Tuesday, December 20, 2011

Every Kiss Begins With...Mistletoe?


And you thought Kay Jewelers had the corner on this market, didn’t you?

There are several theories on the origin of the tradition of kissing under the mistletoe.  One theory dates back to ancient Norse mythology.    The Reader’s Digest version of the story is that the son of the goddess Frigg was killed with a spear made of mistletoe.  When the son, Baldr, was brought back to life, Frigg declared that from that point on mistletoe would bring love rather than death into the world. People kissed under the mistletoe to remember Baldr’s resurrection, bringing the promise of happiness and good luck in the following year.   

Folklore abounds when it comes to mistletoe.    Another legend dates back to the ancient Babylonian-Assyrian Empire where mistletoe was hung outside the temple for the goddess of beauty and love.

Mistletoe was also seen as a supernatural healing plant, and the Greeks believed it to be an aphrodisiac that promoted fertility.  It was even put under the beds of newlywed couples to bring good luck.

In Scandinavia, mistletoe was considered a plant of peace.  Under the peace-promoting plant, enemies could declare a truce or warring spouses would kiss and make up.   In Europe, branches of mistletoe were hung from ceilings to ward off evil spirits.

In England young men would kiss women standing under the mistletoe and would pluck a berry from the bush after each kiss. After all the berries were gone, it was bad luck to continue kissing under that bush.

With all that love, peace, and kissing attributed to the mistletoe, you’d think everyone would be clamoring to have one or two.  But this is where the romance ends, my friends.

The Old English (Anglo-Saxon) word for Misteltoe was mistiltan --   "Mistel" meaning "dung" and "tan" meaning "Twig", i.e., "Dung-on-a-twig."   Not so lovely anymore, is it?     


Mistletoe produces a white berry that is part of the diet of many birds.  The seeds are coated with a sticky gelatinous substance.  When the seeds are excreted in bird droppings, the seeds stick like glue to twigs and limbs until they germinate.

> [RAW DATA]

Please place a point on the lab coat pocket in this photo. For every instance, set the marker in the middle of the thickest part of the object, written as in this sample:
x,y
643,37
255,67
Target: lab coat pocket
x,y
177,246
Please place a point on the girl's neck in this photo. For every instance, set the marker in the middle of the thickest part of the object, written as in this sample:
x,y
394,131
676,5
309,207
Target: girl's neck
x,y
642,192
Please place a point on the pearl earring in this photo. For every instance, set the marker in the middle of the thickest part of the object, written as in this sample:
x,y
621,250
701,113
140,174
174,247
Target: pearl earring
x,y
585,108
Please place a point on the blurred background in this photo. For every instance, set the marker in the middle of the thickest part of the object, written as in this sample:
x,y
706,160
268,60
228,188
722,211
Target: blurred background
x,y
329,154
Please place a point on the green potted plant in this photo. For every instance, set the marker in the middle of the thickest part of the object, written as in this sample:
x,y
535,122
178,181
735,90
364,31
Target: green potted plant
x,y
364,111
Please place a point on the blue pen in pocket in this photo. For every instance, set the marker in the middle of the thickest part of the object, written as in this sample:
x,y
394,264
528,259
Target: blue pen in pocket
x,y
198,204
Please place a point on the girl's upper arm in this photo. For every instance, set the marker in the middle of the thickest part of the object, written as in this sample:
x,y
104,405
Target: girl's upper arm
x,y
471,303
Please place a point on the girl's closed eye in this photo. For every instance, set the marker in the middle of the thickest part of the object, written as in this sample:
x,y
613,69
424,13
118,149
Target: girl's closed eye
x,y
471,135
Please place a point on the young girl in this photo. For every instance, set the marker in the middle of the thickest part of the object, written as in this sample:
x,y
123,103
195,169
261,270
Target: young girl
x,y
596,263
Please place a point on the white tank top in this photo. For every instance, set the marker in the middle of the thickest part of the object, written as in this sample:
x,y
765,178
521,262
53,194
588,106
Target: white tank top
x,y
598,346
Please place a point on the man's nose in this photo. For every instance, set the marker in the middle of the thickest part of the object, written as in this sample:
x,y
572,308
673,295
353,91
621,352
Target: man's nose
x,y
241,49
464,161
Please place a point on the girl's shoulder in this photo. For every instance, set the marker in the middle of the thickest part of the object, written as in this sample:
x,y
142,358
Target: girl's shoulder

> [REQUEST 1] In the mistletoe post, switch "white berry" to "pale berry" and write out the passage starting with "The Old English" and going on through "until they germinate.".
> [REQUEST 2] According to the mistletoe post, what did Frigg declare mistletoe would bring into the world after Baldr was brought back to life?
You can complete these tasks without the rows.

> [WRITTEN RESPONSE 1]
The Old English (Anglo-Saxon) word for Misteltoe was mistiltan --   "Mistel" meaning "dung" and "tan" meaning "Twig", i.e., "Dung-on-a-twig."   Not so lovely anymore, is it?     


Mistletoe produces a pale berry that is part of the diet of many birds.  The seeds are coated with a sticky gelatinous substance.  When the seeds are excreted in bird droppings, the seeds stick like glue to twigs and limbs until they germinate.

> [WRITTEN RESPONSE 2] Love rather than death.